[[ Study material, beginning ]]

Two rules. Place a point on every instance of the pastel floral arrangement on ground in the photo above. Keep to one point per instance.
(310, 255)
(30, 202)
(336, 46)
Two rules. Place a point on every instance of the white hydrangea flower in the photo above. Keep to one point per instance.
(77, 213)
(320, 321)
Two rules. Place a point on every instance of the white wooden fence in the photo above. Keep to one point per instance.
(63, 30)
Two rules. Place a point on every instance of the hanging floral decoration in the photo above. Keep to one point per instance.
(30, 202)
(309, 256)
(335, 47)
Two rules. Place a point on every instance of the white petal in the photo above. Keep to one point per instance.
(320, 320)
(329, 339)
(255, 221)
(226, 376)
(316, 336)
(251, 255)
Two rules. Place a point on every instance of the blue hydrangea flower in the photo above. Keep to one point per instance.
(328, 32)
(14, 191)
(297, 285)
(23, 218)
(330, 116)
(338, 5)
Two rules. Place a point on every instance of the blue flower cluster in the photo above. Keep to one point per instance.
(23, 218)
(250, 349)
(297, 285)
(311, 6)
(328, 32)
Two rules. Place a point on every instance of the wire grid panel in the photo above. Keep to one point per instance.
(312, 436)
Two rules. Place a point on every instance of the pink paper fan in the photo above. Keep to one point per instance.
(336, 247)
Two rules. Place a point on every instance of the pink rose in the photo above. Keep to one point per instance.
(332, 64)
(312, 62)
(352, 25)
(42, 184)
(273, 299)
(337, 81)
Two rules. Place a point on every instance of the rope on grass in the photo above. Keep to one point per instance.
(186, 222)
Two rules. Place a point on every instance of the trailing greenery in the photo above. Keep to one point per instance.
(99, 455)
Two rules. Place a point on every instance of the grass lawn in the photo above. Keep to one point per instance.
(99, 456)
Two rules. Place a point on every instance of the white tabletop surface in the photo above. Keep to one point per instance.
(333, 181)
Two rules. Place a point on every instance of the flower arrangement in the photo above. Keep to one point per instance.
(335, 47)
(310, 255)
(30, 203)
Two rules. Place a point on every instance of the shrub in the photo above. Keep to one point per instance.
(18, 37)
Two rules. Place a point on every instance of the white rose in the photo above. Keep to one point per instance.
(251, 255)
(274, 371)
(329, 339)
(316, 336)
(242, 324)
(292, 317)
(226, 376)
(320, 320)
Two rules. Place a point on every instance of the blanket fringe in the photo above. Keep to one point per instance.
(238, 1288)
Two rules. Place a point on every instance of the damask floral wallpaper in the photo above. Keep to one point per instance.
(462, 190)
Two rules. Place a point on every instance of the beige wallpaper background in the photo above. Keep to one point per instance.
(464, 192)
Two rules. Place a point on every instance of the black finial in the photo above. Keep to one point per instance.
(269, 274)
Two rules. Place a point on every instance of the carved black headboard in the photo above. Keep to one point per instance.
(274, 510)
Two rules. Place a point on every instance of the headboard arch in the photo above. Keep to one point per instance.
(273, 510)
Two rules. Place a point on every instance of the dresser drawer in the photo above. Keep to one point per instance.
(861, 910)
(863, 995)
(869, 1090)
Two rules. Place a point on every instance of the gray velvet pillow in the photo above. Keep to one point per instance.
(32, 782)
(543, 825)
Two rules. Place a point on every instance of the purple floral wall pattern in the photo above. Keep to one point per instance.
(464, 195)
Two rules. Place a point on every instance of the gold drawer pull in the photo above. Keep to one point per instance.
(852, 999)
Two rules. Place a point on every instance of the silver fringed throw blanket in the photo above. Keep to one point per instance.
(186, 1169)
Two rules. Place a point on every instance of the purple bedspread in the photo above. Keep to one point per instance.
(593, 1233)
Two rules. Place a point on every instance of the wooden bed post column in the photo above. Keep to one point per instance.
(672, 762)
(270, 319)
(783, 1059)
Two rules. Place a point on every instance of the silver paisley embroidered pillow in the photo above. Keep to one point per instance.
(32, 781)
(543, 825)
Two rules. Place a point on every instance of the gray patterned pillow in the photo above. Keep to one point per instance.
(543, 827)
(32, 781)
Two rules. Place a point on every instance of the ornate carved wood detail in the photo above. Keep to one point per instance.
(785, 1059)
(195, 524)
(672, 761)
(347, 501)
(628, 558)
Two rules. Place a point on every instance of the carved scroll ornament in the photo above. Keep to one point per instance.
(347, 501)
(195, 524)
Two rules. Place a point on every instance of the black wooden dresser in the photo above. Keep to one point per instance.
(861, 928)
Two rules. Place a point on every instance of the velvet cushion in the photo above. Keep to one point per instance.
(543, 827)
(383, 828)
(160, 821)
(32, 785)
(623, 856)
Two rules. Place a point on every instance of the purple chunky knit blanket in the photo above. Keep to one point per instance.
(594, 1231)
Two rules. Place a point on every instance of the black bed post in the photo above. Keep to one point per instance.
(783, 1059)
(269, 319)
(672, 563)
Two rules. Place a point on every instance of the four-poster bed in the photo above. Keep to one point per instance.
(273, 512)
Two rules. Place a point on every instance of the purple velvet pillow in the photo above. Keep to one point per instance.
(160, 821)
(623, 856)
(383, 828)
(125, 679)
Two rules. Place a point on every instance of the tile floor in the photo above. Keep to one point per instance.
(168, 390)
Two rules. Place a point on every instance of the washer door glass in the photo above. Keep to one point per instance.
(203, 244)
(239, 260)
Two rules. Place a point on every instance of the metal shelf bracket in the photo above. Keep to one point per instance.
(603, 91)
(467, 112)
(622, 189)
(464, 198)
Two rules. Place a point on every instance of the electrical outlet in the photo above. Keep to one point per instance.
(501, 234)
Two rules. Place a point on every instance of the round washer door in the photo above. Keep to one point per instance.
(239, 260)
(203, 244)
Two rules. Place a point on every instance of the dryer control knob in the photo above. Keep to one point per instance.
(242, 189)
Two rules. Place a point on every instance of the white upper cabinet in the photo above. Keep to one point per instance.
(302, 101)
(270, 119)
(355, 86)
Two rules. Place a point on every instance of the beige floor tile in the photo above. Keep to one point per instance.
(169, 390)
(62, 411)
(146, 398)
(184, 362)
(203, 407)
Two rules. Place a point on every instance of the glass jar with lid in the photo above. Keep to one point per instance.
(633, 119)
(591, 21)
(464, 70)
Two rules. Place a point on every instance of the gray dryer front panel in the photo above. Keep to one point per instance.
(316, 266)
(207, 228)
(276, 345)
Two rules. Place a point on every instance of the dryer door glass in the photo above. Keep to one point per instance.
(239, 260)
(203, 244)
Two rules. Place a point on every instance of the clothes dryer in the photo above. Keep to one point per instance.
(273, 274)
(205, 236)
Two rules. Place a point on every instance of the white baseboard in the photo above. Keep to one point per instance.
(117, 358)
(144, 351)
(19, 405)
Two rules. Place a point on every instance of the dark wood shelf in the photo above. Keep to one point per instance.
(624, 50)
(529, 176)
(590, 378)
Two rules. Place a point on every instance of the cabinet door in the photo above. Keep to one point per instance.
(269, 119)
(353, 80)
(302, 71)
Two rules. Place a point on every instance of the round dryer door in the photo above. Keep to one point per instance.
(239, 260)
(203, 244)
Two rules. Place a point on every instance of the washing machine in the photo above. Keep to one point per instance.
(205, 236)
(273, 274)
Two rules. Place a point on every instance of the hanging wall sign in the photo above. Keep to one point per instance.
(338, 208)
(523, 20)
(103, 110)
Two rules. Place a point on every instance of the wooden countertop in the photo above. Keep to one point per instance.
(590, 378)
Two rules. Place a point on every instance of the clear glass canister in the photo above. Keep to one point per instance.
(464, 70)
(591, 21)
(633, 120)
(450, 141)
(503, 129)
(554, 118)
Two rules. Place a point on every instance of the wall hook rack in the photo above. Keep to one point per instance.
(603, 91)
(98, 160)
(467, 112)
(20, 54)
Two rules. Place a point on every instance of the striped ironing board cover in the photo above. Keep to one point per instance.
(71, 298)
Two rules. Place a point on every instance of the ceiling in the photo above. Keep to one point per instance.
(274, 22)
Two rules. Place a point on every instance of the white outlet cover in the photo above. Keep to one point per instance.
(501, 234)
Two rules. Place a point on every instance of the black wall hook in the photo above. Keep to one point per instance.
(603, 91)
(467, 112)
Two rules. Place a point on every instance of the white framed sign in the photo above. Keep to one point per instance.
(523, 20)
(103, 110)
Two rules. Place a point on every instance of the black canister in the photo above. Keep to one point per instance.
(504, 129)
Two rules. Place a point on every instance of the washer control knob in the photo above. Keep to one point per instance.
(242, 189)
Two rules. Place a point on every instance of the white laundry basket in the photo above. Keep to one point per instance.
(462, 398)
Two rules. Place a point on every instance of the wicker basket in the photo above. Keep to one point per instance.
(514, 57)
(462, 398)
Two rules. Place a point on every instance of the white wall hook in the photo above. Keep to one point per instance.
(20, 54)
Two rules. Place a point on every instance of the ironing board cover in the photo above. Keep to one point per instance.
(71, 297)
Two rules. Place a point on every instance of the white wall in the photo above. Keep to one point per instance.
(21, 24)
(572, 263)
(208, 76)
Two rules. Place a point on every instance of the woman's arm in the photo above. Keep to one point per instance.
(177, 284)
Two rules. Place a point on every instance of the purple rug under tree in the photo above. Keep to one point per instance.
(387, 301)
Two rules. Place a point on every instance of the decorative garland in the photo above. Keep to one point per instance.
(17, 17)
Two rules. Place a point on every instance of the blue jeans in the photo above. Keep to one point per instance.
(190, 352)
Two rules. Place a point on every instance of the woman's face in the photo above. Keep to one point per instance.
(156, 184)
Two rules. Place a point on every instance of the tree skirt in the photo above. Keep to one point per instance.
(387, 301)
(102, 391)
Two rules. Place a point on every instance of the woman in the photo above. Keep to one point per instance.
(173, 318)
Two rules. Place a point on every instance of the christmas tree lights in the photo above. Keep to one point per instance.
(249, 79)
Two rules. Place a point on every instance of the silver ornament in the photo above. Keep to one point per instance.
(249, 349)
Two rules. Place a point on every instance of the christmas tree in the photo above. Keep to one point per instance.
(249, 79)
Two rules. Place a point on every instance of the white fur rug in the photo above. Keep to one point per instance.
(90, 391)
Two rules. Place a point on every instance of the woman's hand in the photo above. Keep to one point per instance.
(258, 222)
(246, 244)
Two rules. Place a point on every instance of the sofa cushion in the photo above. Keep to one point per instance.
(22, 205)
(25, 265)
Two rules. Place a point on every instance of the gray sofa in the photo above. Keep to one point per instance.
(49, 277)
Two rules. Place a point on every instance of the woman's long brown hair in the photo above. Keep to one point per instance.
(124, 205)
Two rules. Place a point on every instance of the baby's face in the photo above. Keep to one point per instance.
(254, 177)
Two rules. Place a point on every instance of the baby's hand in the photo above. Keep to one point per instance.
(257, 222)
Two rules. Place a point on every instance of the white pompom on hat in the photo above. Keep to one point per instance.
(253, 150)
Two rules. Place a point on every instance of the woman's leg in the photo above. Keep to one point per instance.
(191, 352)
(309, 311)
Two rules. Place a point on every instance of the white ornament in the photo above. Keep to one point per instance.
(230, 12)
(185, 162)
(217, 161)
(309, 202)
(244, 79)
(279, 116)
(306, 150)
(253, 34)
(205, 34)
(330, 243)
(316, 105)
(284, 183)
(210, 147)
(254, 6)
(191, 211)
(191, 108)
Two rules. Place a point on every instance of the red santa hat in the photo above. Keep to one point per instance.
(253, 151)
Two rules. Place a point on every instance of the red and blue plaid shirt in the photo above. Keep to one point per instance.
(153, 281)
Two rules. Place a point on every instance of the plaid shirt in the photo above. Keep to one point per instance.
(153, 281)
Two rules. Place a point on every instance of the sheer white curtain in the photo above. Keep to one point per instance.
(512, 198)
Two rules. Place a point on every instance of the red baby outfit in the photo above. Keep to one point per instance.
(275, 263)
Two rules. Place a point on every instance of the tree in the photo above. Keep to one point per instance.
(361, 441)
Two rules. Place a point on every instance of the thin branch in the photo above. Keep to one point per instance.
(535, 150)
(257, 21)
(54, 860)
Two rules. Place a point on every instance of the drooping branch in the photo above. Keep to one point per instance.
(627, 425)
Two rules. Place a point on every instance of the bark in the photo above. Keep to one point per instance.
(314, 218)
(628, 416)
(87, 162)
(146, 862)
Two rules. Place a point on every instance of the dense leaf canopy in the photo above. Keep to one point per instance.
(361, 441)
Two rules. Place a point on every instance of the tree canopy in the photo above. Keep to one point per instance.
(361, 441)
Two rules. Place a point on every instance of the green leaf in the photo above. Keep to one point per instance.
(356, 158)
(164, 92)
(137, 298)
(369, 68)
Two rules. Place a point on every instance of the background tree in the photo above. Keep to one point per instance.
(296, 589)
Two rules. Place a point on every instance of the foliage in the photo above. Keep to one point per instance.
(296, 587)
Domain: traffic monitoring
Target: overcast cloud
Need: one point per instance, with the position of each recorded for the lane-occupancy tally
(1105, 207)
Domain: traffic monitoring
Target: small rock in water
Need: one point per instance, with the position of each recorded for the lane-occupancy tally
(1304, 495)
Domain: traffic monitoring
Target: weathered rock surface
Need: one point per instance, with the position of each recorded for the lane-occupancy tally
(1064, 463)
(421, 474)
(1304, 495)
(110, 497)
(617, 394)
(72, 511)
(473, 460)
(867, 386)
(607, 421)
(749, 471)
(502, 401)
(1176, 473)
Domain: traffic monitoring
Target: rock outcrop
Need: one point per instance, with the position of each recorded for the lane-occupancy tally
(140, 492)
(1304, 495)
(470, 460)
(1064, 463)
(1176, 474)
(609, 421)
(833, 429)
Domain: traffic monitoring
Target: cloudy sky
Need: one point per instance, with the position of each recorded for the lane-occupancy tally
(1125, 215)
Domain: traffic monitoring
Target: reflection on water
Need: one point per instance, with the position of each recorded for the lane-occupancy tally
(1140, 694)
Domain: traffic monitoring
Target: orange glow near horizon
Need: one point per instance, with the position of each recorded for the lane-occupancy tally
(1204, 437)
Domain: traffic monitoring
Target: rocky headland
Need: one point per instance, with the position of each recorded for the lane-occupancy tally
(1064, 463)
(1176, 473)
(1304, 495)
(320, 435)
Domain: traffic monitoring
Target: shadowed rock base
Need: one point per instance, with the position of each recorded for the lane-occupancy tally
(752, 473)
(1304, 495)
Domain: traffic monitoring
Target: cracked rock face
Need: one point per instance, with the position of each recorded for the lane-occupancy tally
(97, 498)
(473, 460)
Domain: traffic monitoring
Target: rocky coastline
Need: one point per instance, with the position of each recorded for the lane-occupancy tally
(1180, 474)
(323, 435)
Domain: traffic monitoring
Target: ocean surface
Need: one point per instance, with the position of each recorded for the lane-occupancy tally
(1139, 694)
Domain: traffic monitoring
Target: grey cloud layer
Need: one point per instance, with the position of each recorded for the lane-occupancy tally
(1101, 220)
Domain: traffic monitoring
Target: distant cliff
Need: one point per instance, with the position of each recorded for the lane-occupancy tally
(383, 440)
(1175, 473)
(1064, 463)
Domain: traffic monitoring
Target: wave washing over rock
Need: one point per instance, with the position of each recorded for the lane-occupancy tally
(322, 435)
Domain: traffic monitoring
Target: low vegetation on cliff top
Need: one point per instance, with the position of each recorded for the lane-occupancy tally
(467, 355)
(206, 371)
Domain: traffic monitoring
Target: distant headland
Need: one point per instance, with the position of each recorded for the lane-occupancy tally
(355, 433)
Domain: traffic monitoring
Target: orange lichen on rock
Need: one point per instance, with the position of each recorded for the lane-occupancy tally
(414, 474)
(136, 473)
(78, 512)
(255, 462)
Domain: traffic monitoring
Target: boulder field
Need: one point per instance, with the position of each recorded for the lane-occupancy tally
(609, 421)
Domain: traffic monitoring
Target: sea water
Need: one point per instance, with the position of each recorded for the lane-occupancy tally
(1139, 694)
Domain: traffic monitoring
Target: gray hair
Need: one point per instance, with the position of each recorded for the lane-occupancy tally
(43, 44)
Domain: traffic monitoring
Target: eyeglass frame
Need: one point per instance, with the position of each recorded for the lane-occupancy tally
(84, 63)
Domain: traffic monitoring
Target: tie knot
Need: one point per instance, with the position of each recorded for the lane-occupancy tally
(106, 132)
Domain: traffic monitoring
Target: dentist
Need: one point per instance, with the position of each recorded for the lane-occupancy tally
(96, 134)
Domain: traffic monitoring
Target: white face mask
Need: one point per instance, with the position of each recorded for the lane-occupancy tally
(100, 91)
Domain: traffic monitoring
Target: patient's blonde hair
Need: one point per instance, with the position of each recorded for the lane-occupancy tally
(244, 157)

[[ Study material, end ]]

Requirement
Return only the lines of the records in which the string "rocky" appears.

Written answer
Target: rocky headland
Target: rocky coastline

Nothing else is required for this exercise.